<<<<
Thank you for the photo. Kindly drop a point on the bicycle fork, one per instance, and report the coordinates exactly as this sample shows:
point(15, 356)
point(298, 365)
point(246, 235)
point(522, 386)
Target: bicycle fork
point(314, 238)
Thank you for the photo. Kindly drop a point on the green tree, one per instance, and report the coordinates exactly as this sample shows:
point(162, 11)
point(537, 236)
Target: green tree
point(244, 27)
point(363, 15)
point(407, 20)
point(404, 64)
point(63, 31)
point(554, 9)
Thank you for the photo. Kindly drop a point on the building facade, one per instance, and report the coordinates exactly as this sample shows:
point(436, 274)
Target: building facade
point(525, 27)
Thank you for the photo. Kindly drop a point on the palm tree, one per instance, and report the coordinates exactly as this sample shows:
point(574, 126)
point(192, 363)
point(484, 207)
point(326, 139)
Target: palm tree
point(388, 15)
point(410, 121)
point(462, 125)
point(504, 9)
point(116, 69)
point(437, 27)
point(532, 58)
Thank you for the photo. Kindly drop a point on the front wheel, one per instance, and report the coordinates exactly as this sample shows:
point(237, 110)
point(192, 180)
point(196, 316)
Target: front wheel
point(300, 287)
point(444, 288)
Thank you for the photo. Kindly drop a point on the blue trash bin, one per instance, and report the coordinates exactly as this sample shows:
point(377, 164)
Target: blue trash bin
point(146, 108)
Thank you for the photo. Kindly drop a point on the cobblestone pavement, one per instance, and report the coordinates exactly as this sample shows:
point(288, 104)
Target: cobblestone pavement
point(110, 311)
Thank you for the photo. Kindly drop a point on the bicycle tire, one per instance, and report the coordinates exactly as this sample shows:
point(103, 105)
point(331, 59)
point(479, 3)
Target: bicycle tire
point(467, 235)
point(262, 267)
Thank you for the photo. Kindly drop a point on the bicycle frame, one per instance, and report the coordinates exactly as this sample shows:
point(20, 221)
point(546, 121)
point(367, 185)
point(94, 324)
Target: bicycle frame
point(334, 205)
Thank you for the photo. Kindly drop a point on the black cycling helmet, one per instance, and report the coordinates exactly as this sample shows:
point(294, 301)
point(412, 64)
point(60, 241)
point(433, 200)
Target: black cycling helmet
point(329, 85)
>>>>
Your instructions.
Since the material above must be kept intact, output it exactly as it is.

Reply to the exercise.
Thank you for the photo. Kindly drop a point on the bicycle fork, one per instance, and report the coordinates exactly as this sample shows:
point(15, 356)
point(298, 365)
point(246, 235)
point(522, 386)
Target: bicycle fork
point(314, 238)
Thank you for the photo. Kindly drop a point on the green tree, one per instance, and report the coordinates exactly as this sample shows:
point(162, 11)
point(537, 236)
Target: green tree
point(244, 27)
point(363, 15)
point(407, 20)
point(404, 64)
point(63, 31)
point(554, 9)
Thank you for the photo. Kindly drop a point on the building facade, one per instance, and report the coordinates exactly as this sample shows:
point(436, 274)
Target: building facade
point(525, 27)
Thank you for the photo. Kindly drop a point on the palm tree, one per instance, and report the coordinates exactly as this sample shows:
point(574, 126)
point(192, 363)
point(484, 207)
point(326, 139)
Target: palm tree
point(388, 15)
point(410, 121)
point(462, 125)
point(504, 9)
point(116, 69)
point(437, 27)
point(532, 58)
Thank you for the photo. Kindly drop a point on the front wheel, one per instance, and report the coordinates exactly as this sample shows:
point(237, 110)
point(192, 180)
point(196, 316)
Target: front wheel
point(300, 287)
point(444, 288)
Thank you for the photo. Kindly drop a point on the blue trash bin, one per instance, and report the coordinates exactly as this sample shows:
point(377, 164)
Target: blue trash bin
point(146, 108)
Thank you for the photo. Kindly drop a point on the cobblestone pavement, one per instance, and report the coordinates exactly as this sample shows:
point(288, 104)
Target: cobblestone pavement
point(110, 311)
Thank you for the photo. Kindly drop a point on the bicycle tire, one per instance, and report the coordinates exactly as this sample shows:
point(103, 105)
point(331, 59)
point(479, 3)
Target: bicycle tire
point(467, 235)
point(262, 267)
Thank you for the photo. Kindly drop a point on the bicycle frame, one per instance, and report the coordinates exactly as this sample shows:
point(20, 221)
point(546, 121)
point(367, 185)
point(94, 324)
Target: bicycle frame
point(334, 205)
Thank you for the photo. Kindly drop a point on the black cycling helmet, one per instance, and report the coordinates exactly as this sample shows:
point(294, 301)
point(412, 64)
point(60, 241)
point(433, 200)
Target: black cycling helmet
point(329, 85)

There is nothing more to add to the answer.